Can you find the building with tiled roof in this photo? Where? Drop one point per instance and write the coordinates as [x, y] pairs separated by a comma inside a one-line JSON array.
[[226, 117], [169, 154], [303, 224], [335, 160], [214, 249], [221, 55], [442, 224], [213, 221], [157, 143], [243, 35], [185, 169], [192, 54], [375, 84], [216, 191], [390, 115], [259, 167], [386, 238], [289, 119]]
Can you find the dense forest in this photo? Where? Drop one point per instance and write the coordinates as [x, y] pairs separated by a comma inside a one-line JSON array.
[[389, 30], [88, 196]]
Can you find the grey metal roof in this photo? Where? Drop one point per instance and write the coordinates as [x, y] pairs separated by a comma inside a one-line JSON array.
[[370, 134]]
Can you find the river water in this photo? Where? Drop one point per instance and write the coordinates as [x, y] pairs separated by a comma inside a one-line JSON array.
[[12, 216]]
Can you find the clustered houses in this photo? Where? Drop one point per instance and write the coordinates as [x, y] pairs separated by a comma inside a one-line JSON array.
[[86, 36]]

──────

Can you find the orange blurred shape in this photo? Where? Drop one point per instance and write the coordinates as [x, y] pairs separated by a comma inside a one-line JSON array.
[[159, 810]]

──────

Can you arrange everything from the line containing "Can you find the building" down to the line containing "[[370, 134]]" as a two-column CSV with the headers input and output, one row per record holding its text and its answer? Put each field in quotes and replace any line breaks with spaces.

> **Answer in full**:
input,output
"Can you find the building with tiled roof in this photo? Where? Drop one point per instance and write the coordinates as [x, y] pairs separated by a comma inside a one-line JSON array.","[[226, 117], [169, 154], [303, 224], [335, 160], [214, 249], [221, 55], [442, 224], [213, 221], [157, 143], [243, 35], [185, 169], [192, 54], [375, 84], [216, 191], [390, 115], [259, 167], [386, 238], [289, 119]]"
"Can you find the dense forest in this photo? Where? Drop one point per instance and write the coordinates as [x, y] pairs separated by a comma inside a one-line JSON array.","[[389, 30], [88, 196]]"
"Can you find the grey metal roof in this photo? Where? Drop one point per instance and write the coordinates as [x, y] pairs separated by a comma inside a one-line JSON array.","[[370, 134]]"